EXERCISE
Produce an exact copy of the lines from the line containing "brick wall, like" through the last line of the entries below, and only those lines.

SOURCE RECORDS
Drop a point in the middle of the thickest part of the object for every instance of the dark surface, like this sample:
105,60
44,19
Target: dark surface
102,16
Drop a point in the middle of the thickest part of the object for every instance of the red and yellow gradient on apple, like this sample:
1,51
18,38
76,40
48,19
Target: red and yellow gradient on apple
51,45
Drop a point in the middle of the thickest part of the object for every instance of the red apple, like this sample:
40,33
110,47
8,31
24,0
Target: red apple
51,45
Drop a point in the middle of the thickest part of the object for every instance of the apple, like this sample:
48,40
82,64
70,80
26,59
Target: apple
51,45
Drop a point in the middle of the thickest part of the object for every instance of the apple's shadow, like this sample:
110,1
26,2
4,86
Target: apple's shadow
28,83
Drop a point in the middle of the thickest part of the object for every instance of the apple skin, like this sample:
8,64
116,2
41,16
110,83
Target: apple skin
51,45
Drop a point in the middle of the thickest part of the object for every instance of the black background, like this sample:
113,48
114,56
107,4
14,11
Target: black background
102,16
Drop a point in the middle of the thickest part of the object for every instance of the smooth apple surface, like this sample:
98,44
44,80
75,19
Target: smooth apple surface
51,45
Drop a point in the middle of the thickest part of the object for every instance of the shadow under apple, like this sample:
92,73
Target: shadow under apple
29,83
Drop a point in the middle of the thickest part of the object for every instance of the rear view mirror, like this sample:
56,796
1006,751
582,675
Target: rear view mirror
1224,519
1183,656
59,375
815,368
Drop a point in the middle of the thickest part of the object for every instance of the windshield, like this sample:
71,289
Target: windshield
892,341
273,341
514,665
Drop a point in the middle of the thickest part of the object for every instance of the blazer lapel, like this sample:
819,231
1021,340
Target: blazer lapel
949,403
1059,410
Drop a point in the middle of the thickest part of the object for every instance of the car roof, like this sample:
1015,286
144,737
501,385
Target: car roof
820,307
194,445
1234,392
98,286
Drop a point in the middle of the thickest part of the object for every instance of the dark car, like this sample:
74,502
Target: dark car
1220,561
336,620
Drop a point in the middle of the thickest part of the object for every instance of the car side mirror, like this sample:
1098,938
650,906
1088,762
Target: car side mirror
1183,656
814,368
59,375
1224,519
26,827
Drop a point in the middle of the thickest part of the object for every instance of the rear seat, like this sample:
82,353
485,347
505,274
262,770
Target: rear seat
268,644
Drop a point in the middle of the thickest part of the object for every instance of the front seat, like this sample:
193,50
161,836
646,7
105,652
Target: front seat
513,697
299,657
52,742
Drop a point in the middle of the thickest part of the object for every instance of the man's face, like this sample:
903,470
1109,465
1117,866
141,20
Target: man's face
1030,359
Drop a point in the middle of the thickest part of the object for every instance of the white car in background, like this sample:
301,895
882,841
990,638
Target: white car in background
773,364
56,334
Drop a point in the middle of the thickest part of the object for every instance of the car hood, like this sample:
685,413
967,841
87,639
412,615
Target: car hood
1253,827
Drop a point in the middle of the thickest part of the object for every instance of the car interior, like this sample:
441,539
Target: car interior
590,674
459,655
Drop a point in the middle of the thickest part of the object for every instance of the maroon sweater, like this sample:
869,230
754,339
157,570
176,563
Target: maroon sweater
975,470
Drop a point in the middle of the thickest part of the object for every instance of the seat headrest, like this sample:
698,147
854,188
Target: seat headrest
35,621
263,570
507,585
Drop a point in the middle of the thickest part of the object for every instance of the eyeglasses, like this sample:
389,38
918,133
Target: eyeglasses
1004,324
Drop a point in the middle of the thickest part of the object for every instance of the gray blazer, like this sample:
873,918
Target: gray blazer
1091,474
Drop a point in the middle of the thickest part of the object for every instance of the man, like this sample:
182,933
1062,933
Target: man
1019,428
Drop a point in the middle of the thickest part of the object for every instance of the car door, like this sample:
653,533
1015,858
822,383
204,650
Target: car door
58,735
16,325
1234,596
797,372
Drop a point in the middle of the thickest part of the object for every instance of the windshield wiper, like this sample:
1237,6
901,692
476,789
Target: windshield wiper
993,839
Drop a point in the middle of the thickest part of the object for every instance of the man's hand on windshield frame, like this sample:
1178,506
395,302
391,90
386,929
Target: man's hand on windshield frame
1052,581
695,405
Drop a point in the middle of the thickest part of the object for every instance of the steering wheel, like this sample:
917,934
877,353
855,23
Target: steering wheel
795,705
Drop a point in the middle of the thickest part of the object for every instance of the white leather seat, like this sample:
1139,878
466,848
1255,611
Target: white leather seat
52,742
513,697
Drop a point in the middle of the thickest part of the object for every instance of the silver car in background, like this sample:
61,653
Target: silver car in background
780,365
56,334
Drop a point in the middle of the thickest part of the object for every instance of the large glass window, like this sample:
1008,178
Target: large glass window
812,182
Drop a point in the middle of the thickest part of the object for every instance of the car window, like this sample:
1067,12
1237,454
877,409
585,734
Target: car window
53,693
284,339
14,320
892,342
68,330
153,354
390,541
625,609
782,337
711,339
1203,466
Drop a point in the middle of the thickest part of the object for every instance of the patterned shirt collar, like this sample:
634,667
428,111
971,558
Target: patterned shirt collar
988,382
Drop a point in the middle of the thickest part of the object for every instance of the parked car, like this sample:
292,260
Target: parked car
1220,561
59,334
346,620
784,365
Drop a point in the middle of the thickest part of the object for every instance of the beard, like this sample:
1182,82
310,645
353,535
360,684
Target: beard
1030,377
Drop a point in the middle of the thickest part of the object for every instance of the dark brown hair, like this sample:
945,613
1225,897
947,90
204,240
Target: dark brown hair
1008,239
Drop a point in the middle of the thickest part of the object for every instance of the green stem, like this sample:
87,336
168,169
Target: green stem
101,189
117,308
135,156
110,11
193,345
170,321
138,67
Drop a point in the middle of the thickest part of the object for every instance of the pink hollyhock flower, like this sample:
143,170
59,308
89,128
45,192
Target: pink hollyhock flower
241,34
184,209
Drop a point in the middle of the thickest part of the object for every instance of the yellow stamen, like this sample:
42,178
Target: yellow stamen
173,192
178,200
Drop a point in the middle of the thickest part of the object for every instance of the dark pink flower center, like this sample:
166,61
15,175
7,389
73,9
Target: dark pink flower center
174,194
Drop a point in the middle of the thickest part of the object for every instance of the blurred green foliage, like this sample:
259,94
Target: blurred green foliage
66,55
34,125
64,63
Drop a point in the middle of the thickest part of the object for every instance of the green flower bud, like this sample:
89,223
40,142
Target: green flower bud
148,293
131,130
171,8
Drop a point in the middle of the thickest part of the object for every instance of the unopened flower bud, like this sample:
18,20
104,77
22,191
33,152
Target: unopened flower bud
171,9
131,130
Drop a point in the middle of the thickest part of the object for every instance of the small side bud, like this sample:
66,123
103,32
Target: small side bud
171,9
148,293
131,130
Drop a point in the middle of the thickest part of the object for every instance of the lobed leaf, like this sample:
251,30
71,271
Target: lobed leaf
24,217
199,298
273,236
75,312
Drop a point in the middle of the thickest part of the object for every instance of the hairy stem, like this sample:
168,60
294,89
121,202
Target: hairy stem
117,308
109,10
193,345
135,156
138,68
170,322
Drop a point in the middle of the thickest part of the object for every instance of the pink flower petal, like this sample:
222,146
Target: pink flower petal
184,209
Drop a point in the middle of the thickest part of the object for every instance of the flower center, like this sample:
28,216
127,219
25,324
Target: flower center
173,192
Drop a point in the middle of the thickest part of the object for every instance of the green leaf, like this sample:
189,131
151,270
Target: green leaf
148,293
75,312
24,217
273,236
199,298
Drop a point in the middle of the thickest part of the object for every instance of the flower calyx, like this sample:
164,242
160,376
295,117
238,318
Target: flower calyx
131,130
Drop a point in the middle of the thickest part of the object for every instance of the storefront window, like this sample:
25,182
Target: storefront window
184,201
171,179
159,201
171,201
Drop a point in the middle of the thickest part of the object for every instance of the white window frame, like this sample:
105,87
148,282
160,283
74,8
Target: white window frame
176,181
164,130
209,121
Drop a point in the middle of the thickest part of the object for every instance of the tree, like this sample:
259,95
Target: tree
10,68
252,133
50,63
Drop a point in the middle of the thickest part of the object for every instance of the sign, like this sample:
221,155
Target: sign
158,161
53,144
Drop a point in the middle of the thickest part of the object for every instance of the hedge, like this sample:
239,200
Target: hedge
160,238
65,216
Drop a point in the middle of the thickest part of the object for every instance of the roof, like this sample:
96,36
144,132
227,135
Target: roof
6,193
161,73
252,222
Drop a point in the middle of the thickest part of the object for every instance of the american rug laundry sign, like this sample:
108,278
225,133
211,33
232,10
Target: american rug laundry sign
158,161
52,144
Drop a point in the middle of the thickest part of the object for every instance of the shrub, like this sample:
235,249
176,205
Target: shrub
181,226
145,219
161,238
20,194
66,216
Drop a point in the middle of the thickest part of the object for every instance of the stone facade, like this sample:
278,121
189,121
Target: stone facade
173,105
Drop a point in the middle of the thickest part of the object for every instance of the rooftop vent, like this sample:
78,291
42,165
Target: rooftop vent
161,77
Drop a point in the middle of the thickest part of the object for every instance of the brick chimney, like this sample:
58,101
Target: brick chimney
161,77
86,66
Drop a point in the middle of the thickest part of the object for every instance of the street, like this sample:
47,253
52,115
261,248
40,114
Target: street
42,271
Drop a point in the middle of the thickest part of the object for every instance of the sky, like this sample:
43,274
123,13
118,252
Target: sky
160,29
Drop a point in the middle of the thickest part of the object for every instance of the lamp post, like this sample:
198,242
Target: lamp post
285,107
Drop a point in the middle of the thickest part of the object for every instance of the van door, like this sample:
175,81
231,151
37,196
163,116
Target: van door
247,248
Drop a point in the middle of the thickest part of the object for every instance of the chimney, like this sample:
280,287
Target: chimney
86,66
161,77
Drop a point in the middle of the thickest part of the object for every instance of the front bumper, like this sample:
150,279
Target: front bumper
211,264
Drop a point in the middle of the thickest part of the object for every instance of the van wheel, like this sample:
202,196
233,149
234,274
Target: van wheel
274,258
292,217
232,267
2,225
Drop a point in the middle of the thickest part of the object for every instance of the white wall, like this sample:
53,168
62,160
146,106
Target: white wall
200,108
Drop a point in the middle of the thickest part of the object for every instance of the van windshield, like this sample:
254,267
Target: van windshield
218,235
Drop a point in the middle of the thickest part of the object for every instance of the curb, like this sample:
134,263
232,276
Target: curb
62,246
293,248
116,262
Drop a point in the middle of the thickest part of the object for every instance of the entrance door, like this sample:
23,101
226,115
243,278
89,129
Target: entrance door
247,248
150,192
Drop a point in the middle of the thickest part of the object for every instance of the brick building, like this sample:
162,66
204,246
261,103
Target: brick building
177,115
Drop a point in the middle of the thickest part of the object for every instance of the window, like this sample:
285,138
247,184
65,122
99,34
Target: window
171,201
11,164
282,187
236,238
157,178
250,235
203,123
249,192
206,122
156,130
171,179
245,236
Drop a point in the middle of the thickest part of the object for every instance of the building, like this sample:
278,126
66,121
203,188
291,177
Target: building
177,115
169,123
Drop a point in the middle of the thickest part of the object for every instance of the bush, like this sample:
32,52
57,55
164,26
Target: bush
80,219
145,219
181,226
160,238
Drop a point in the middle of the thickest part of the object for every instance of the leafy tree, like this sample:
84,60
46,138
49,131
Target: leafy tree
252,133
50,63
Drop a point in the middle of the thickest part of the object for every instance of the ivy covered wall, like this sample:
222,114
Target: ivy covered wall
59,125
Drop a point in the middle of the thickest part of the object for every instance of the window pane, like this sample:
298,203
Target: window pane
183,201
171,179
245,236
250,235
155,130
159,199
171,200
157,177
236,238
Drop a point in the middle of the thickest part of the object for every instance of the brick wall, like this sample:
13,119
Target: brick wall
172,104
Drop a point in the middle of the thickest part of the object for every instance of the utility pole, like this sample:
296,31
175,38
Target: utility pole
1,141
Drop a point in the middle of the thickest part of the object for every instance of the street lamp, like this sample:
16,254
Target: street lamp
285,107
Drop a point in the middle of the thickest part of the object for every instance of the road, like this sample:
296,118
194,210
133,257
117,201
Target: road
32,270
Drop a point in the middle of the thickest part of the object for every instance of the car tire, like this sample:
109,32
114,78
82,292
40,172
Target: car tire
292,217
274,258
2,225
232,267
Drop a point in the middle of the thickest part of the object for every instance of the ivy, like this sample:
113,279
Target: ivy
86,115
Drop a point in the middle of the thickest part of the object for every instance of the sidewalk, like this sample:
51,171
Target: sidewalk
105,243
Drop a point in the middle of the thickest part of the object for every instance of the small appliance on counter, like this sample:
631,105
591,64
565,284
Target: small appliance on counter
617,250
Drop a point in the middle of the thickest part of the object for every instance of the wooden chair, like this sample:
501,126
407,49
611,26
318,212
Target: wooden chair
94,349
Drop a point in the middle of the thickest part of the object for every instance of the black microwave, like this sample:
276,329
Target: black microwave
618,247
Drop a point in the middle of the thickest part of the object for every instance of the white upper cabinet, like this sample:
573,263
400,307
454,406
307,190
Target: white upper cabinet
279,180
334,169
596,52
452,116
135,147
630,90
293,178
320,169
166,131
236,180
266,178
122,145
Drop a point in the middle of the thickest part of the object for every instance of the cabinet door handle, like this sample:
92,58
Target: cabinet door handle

SOLVED PROBLEM
Drop a point in the middle of the thickest part of the object for every instance of the brick wall, like this sample:
13,119
Target: brick wall
172,104
Drop a point in the middle of the thickest part of the object for every instance of the utility pole, like this sample:
296,31
175,38
Target: utility pole
1,141
Drop a point in the middle of the thickest part of the object for every instance of the street lamp, like this sample:
16,254
Target: street lamp
285,107
Drop a point in the middle of the thickest part of the object for every instance of the road, like this sample:
296,118
194,210
133,257
117,201
Target: road
32,270
Drop a point in the middle of the thickest part of the object for every instance of the car tire, like this sample:
109,32
114,78
82,292
40,172
Target: car tire
292,217
274,258
2,225
232,267
Drop a point in the middle of the thickest part of the object for every instance of the ivy, like this sample:
113,279
Target: ivy
86,115
Drop a point in the middle of the thickest part of the object for every instance of the sidewalk, like this sample:
51,171
Target: sidewalk
105,243
Drop a point in the middle of the thickest part of the object for every instance of the small appliance on counter, like this sample:
631,105
591,64
565,284
Target: small appliance on counter
617,250
Drop a point in the middle of the thickest part of the object for every instance of the wooden chair, like this sample:
501,126
407,49
611,26
318,212
Target: wooden chair
94,349
Drop a point in the middle of the thickest part of the object for every instance of the black microwave, like this sample:
276,329
Target: black microwave
618,247
Drop a point in the middle of the thickest part of the object for every instance of the white upper cabinet, like this sample:
573,263
400,307
454,406
307,190
Target: white upper cabinet
279,180
334,169
596,52
452,116
135,147
630,90
293,178
320,169
166,131
236,180
266,178
122,145
Drop a point in the middle of the thickest part of the object for every instance of the cabinet door handle, like this sample:
92,58
Target: cabinet door handle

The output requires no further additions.